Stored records
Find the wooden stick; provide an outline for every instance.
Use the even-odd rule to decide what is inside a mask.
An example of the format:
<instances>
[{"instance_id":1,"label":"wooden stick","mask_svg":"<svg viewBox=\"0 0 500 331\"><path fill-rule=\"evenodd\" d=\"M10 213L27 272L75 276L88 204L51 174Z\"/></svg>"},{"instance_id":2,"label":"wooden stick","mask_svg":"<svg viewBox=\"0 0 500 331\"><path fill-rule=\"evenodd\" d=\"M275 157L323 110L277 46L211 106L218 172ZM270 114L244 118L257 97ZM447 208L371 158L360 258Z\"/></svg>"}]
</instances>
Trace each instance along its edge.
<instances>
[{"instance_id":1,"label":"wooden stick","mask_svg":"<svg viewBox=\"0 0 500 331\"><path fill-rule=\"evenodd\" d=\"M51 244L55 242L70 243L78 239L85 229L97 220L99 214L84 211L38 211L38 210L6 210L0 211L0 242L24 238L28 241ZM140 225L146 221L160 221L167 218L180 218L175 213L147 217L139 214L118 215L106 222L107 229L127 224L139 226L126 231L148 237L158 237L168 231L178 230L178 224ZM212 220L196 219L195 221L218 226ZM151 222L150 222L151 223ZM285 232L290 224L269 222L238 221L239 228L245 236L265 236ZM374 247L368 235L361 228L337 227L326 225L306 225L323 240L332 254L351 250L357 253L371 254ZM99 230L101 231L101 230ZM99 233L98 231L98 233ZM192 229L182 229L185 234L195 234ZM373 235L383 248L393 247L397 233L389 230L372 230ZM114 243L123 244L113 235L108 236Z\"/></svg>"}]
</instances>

§ Exercise
The data above must be repeated in its entirety, exactly as given.

§ Exercise answer
Find the wooden stick; provide an outline for every instance.
Use the even-odd rule to decide what is inside a mask.
An example of the format:
<instances>
[{"instance_id":1,"label":"wooden stick","mask_svg":"<svg viewBox=\"0 0 500 331\"><path fill-rule=\"evenodd\" d=\"M10 213L27 272L75 276L88 204L51 174Z\"/></svg>"},{"instance_id":2,"label":"wooden stick","mask_svg":"<svg viewBox=\"0 0 500 331\"><path fill-rule=\"evenodd\" d=\"M275 157L323 110L277 46L211 106L218 172ZM270 114L244 118L257 97ZM447 208L371 158L360 258Z\"/></svg>"}]
</instances>
Trace each instance along its edge.
<instances>
[{"instance_id":1,"label":"wooden stick","mask_svg":"<svg viewBox=\"0 0 500 331\"><path fill-rule=\"evenodd\" d=\"M51 244L55 242L70 243L78 239L85 229L97 220L99 214L84 211L38 211L38 210L6 210L0 211L0 242L24 238L28 241ZM140 225L146 221L160 221L167 218L180 218L175 213L147 217L139 214L118 215L106 222L107 229L127 224L139 226L126 231L148 237L158 237L168 231L178 230L178 224ZM212 220L196 219L195 221L218 226ZM151 222L150 222L151 223ZM285 232L290 224L269 222L238 221L239 228L245 236L265 236ZM374 247L368 235L361 228L337 227L326 225L306 225L323 240L332 254L351 250L357 253L371 254ZM99 230L101 231L101 230ZM99 233L98 231L98 233ZM192 229L182 229L185 234L195 234ZM373 235L383 248L393 247L397 233L389 230L372 230ZM114 243L123 244L113 235L108 236Z\"/></svg>"}]
</instances>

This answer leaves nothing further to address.